In this simulation, the true relationship between y and x is $y = 0.1 + 0.5x + \epsilon$ where $\epsilon \sim N(0,0.1)$. Ten thousand simulations with randomly generated x and y are done comparing two quantities: the MSE of fits performed to the sample and the MSE using the correct formula. The two quantities appear somewhat similar:

However, the MSE computed with the true coefficient values is always higher than the the fit value (as it should be). You can easily work out that on the validation sample the MSE uses the exact values, times 10 (the number $n$ of entries in the sample) and divided by $\sigma^2$, follows a chi-square distribution with $n=10$ degrees of freedom:

$$ \sum_i \frac{(\hat y_i - y_i)^2}{\sigma^2} = \sum_i\left(\frac{\epsilon}{\sigma} \right)^2 $$

where $\epsilon/\sigma$ is standard normal, and each term is independent (since a fit hasn't been performed to this dataset). Directly showing this,

h <- hist(mse$raw*n/sigma^2,50)

+++

__Problem to work on__:
Write out the MSE simulation passage word for word, everything from "where $\epsilon/\sigma$ is" down to "h <- hist(mse$raw*n/sigma^2,50)". The entries after this text aren't needed.

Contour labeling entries
+++

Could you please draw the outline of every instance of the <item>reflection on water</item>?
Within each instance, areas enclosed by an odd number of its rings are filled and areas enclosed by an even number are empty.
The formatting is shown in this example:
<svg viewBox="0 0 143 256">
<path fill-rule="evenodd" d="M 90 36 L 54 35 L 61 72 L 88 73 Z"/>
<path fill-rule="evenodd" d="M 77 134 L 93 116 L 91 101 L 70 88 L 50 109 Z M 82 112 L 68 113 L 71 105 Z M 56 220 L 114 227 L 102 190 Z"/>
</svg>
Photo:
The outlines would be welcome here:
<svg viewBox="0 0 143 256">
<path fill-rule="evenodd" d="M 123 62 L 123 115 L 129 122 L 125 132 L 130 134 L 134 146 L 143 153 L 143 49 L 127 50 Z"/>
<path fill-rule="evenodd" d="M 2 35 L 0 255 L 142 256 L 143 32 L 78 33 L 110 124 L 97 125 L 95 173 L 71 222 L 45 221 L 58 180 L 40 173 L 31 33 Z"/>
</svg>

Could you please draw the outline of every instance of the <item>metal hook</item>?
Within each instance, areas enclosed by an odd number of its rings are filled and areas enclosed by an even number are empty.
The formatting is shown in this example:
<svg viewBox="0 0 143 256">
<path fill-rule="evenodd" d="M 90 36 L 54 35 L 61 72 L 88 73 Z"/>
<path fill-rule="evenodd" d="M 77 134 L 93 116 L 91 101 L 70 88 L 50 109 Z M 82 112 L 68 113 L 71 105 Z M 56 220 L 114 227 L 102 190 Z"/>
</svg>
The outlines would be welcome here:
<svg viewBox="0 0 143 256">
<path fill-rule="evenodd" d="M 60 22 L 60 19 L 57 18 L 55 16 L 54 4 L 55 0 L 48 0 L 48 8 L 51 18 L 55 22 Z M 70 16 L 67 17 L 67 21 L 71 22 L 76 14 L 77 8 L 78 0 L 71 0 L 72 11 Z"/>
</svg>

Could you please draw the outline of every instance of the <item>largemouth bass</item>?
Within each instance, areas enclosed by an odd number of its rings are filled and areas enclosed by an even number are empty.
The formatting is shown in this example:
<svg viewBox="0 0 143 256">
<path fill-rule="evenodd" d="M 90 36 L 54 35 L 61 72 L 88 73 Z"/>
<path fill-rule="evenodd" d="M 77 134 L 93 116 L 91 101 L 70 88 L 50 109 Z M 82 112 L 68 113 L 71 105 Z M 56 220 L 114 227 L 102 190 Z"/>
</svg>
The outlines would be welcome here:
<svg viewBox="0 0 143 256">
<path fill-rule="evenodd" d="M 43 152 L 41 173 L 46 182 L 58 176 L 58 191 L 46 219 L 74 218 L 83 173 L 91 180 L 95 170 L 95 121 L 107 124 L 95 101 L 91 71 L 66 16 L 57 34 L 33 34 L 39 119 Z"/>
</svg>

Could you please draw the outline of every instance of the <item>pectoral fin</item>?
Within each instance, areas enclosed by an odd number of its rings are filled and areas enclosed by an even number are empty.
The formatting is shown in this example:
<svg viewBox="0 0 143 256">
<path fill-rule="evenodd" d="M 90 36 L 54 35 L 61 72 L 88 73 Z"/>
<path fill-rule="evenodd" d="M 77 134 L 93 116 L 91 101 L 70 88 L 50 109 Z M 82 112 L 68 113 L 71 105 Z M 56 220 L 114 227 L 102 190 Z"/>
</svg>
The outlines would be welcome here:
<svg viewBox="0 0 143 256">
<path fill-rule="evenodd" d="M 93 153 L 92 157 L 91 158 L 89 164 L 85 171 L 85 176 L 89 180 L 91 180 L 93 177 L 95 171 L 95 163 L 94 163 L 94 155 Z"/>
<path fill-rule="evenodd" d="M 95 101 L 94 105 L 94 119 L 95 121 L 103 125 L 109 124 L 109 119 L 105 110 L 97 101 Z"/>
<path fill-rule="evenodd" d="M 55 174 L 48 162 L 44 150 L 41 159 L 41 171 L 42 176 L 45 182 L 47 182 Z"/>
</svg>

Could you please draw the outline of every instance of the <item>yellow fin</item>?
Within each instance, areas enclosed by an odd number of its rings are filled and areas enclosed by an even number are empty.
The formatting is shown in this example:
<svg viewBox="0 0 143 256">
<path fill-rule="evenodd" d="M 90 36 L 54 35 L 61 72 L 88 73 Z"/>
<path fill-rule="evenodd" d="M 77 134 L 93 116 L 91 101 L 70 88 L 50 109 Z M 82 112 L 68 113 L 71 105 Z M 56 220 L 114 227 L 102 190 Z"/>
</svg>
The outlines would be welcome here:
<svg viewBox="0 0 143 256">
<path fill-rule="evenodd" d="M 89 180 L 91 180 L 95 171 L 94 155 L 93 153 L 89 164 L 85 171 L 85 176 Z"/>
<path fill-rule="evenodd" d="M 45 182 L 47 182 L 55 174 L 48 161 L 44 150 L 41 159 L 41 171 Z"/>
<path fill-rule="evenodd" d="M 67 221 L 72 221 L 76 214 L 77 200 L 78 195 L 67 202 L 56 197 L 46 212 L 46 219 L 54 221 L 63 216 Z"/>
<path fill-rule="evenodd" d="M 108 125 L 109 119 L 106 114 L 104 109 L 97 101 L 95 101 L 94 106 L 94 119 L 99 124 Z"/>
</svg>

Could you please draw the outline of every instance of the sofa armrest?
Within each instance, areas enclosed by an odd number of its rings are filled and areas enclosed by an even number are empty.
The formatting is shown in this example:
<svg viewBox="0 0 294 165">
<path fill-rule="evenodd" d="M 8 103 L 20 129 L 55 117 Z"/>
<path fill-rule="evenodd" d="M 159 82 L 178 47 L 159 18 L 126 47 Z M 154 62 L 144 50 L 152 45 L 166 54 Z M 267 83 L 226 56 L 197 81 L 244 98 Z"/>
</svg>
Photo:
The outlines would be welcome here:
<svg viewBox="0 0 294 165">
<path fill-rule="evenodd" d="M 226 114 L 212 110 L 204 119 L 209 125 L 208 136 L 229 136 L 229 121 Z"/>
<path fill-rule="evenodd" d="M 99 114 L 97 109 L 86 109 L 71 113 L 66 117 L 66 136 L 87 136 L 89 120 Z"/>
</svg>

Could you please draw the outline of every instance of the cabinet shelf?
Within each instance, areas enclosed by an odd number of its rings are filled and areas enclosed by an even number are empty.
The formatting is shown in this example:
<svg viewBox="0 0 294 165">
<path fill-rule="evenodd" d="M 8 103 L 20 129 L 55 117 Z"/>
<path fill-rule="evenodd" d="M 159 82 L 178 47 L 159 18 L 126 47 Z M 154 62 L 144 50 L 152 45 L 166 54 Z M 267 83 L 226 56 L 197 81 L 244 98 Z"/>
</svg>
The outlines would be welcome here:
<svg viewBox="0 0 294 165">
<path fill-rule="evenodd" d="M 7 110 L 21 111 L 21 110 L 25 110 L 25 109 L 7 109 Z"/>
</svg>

+++

__Exercise solution__:
where $\epsilon/\sigma$ is standard normal, and each term is independent (since a fit hasn't been performed to this dataset). Directly showing this,

h <- hist(mse$raw*n/sigma^2,50)